### Tarea pendiente
Copia de nuevo las líneas de los datos, desde la que contiene "Hey team, new labeling batch. Target class is yellow flower" hasta el final de los datos, ambas incluidas y sin omitir ninguna. En las respuestas, multiplica cada coordenada de los recuadros por 2,4 y redondea a enteros, con las mitades hacia arriba.

### Material del ejercicio
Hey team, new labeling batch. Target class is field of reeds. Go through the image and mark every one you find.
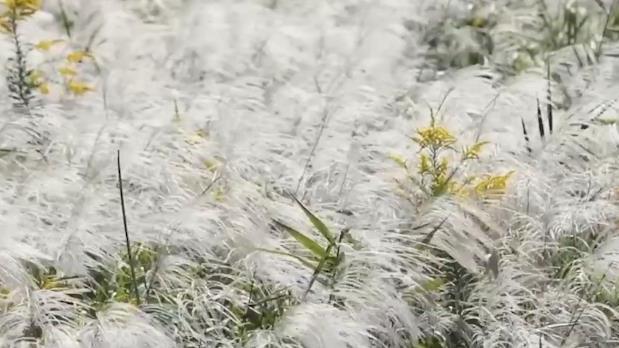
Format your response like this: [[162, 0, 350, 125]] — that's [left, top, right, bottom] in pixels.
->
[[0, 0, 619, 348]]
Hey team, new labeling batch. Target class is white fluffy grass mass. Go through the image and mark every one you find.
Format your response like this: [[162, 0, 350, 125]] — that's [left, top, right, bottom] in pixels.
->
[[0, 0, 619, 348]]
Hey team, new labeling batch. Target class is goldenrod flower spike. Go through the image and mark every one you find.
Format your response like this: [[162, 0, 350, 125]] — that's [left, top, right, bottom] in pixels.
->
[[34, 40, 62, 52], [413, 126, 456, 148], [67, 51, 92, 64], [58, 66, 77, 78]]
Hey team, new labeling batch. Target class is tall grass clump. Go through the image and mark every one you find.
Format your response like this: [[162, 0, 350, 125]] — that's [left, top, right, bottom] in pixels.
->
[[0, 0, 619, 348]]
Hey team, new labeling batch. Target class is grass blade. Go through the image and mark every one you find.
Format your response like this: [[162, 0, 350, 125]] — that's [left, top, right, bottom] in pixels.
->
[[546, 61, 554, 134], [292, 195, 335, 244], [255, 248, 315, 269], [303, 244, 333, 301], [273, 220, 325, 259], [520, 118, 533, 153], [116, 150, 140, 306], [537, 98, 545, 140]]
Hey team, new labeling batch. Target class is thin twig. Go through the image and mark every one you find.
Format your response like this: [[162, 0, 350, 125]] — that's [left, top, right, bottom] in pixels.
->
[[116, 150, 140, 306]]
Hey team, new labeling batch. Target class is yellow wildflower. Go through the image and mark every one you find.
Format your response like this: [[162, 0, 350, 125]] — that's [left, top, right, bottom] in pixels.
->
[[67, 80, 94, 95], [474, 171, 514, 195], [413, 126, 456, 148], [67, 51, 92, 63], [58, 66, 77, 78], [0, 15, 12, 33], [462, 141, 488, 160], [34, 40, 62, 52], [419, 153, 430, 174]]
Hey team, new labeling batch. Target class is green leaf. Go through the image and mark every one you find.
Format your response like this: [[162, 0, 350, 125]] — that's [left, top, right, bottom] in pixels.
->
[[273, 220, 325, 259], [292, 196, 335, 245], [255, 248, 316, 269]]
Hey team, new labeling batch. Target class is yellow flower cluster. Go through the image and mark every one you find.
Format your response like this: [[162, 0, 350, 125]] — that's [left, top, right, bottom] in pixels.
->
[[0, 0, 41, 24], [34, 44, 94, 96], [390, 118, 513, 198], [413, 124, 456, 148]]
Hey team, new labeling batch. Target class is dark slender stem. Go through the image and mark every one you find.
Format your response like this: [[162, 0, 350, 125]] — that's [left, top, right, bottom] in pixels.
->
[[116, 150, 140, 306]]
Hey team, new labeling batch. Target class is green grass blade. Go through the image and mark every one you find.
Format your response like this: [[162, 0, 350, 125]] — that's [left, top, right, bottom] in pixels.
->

### Problema resuelto
Hey team, new labeling batch. Target class is yellow flower cluster. Go through the image and mark every one you find.
Format your response like this: [[162, 0, 350, 125]] — that's [left, top, right, bottom] in pixels.
->
[[0, 0, 98, 58], [82, 106, 226, 230], [936, 283, 1231, 475], [991, 298, 1094, 355]]
Hey team, new labeling batch. Target class is dark slender stem. Go through the image and mark every one you find.
Format your response like this: [[162, 0, 350, 125]] — that's [left, top, right, bottom] in pixels.
->
[[278, 360, 336, 734]]
Hey team, new labeling batch. Target class is green grass blade. Go through the image and mark every one you find.
Format your response like this: [[162, 0, 350, 125]] — that's [left, top, right, bottom] in pixels.
->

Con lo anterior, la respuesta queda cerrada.